Testo fornito:
La rubrica settimanale di Alessandro Lorenzini

Ci sono cose che non possiamo prevedere o anticipare, semplicemente arrivano e possiamo solo affrontarle. Bisogna decidere come farlo. Se mestamente chinare la testa oppure provare a trovare uno spunto non solo per uscirne, ma per uscirne migliori. Non bastano, certo, due cori ai balconi o due bandiere arcobaleno agitate dalle finestre. Servono concretezze e perfino ambizione. Servono decisioni.

E’ il senso di quello che ha anche detto il sindaco di Siena Luigi De Mossi, quando ha parlato, a più riprese, di non “sprecare una crisi”. Un concetto che abbraccia tanti campi quotidiani della vita, dal filosofico-etico fino alla praticità di una Siena che forse ancora non ha capito che non può più basarsi su quello che c’era, ma deve avere la capacità su atri asset. Turismo, università, ricerca sono i pilastri, intelligenza artificiale e manifatturiero quelli da sviluppare. Con i relativi indotti, s’intende.

Elenco estratto:

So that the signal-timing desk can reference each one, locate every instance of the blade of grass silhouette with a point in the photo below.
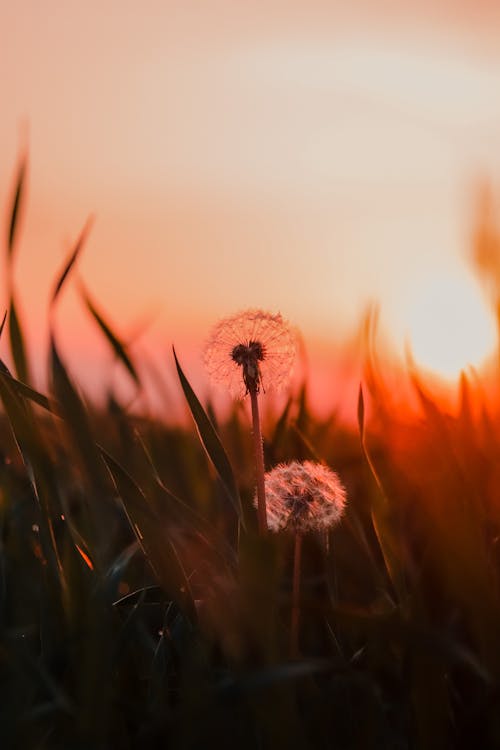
(211, 442)
(15, 211)
(117, 345)
(154, 540)
(382, 516)
(17, 344)
(71, 261)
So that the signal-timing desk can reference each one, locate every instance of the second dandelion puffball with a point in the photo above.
(303, 496)
(251, 350)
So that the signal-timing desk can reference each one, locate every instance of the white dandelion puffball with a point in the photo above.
(249, 351)
(303, 496)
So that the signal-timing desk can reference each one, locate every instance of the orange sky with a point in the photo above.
(299, 156)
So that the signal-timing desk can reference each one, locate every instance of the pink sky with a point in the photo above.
(301, 156)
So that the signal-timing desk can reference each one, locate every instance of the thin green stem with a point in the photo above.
(259, 463)
(294, 629)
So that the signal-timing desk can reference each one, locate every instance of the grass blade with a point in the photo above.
(116, 344)
(16, 209)
(17, 345)
(152, 537)
(70, 263)
(211, 442)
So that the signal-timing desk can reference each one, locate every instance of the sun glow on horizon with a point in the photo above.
(448, 326)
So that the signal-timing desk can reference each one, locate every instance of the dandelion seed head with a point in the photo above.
(251, 350)
(303, 496)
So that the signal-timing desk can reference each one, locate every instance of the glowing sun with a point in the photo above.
(449, 326)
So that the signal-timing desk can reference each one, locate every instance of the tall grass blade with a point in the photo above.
(211, 442)
(117, 345)
(382, 516)
(17, 344)
(153, 538)
(70, 263)
(16, 209)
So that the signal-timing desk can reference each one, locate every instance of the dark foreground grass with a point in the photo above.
(139, 608)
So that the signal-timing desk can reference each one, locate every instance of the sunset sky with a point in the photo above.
(306, 157)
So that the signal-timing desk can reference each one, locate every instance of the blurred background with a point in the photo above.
(306, 157)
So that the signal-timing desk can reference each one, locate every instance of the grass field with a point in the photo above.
(141, 608)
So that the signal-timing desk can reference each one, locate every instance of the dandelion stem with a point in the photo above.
(294, 629)
(259, 462)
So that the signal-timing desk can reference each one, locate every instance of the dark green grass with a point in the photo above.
(140, 609)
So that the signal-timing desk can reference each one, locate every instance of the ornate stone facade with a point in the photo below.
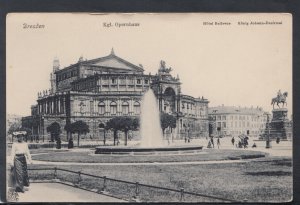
(97, 90)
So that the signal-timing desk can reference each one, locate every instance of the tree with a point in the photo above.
(79, 127)
(55, 131)
(114, 124)
(69, 135)
(102, 127)
(167, 121)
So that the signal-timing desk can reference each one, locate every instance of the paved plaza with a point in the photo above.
(55, 192)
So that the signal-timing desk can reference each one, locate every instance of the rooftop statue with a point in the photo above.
(280, 98)
(163, 67)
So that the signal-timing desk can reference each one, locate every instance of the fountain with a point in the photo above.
(151, 133)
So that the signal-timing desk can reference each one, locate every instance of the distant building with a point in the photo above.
(99, 89)
(11, 119)
(234, 121)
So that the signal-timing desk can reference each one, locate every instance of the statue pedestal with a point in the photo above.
(280, 126)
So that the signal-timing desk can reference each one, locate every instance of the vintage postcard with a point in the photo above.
(148, 107)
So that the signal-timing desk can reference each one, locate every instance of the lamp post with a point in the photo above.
(268, 143)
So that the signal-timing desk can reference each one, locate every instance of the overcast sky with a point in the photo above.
(227, 64)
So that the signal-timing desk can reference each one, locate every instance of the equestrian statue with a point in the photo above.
(281, 98)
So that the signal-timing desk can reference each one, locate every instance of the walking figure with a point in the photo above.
(212, 142)
(218, 142)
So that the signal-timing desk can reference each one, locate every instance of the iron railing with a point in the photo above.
(133, 190)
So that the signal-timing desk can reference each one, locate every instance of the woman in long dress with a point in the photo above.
(19, 156)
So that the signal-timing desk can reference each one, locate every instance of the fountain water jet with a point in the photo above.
(151, 132)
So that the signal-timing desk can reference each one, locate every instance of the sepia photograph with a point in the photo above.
(149, 107)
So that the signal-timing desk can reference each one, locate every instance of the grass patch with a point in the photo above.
(222, 180)
(270, 173)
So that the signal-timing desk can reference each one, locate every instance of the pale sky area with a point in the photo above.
(230, 64)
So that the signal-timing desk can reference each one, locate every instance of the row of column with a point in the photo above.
(99, 83)
(52, 105)
(92, 107)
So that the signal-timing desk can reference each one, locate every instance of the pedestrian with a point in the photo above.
(218, 142)
(209, 144)
(19, 157)
(212, 142)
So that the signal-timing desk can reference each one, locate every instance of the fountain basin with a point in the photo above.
(146, 150)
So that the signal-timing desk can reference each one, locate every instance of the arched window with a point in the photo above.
(125, 108)
(137, 108)
(113, 108)
(101, 108)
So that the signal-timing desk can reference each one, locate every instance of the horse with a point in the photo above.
(280, 99)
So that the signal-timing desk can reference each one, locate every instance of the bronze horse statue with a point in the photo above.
(280, 99)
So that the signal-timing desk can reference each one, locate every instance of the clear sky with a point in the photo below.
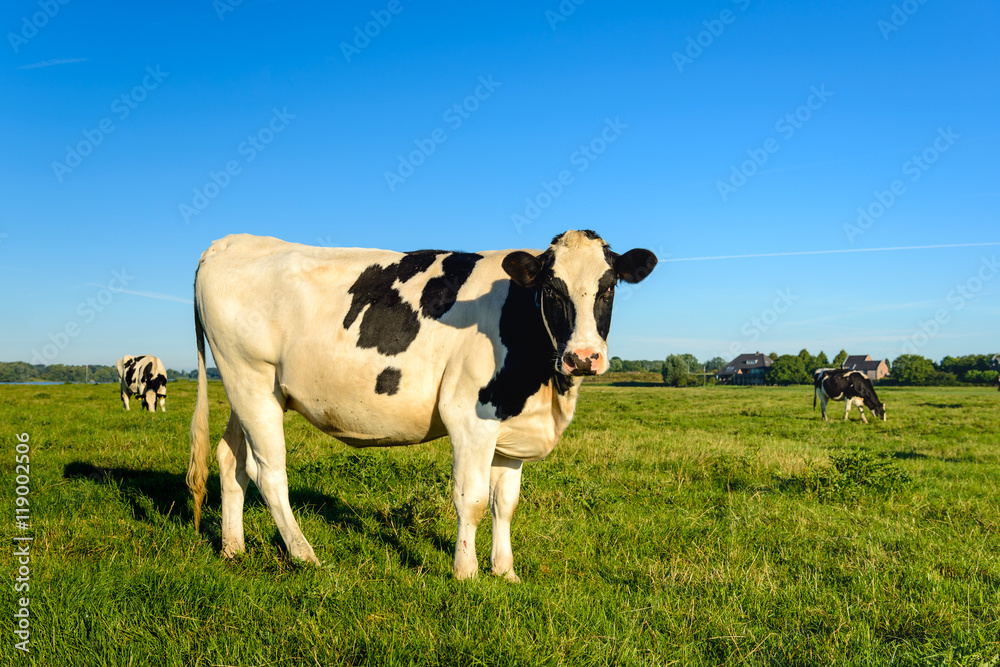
(136, 134)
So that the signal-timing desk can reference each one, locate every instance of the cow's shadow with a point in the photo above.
(154, 495)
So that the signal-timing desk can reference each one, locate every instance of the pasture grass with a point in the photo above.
(701, 526)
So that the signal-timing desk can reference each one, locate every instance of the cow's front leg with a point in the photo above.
(505, 491)
(473, 450)
(234, 478)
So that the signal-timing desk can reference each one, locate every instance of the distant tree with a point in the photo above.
(912, 369)
(819, 361)
(715, 363)
(788, 369)
(690, 360)
(675, 371)
(980, 377)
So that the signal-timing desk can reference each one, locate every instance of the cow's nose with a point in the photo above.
(582, 362)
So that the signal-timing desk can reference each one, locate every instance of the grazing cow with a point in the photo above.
(852, 387)
(146, 377)
(381, 348)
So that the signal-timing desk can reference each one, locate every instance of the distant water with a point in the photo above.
(33, 383)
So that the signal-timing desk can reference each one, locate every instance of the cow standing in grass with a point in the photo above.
(143, 376)
(381, 348)
(852, 387)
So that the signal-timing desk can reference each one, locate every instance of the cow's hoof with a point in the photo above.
(509, 576)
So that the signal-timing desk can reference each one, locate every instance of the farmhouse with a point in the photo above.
(745, 369)
(875, 369)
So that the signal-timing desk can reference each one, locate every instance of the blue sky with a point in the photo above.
(135, 135)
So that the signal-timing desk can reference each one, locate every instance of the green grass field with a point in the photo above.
(710, 526)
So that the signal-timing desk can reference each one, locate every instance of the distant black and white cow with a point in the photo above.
(852, 387)
(381, 348)
(143, 376)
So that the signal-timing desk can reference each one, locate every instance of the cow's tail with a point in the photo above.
(198, 468)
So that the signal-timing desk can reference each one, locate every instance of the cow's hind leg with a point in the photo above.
(260, 413)
(505, 490)
(232, 456)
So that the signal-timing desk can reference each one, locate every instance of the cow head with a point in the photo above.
(574, 284)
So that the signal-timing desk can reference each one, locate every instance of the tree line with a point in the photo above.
(681, 370)
(20, 371)
(677, 370)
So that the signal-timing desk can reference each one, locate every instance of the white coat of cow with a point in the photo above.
(383, 348)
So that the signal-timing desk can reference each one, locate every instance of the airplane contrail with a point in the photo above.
(830, 252)
(148, 295)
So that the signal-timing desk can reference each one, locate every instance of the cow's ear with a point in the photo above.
(635, 265)
(523, 268)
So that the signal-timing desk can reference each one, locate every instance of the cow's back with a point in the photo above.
(362, 341)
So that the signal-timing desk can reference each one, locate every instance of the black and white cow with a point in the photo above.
(852, 387)
(381, 348)
(143, 376)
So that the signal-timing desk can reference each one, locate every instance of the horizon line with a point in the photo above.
(830, 252)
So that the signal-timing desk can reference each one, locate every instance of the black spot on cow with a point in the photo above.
(440, 293)
(529, 363)
(604, 302)
(387, 381)
(389, 324)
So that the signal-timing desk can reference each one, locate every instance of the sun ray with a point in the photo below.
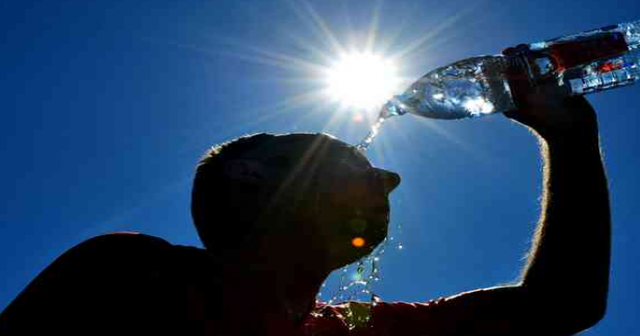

Cosa farai:
Quali settori il testo fornito indica come pilastri di Siena? Per rispondere basati unicamente sul testo fornito.

Risposta al compito:
Turismo, università e ricerca.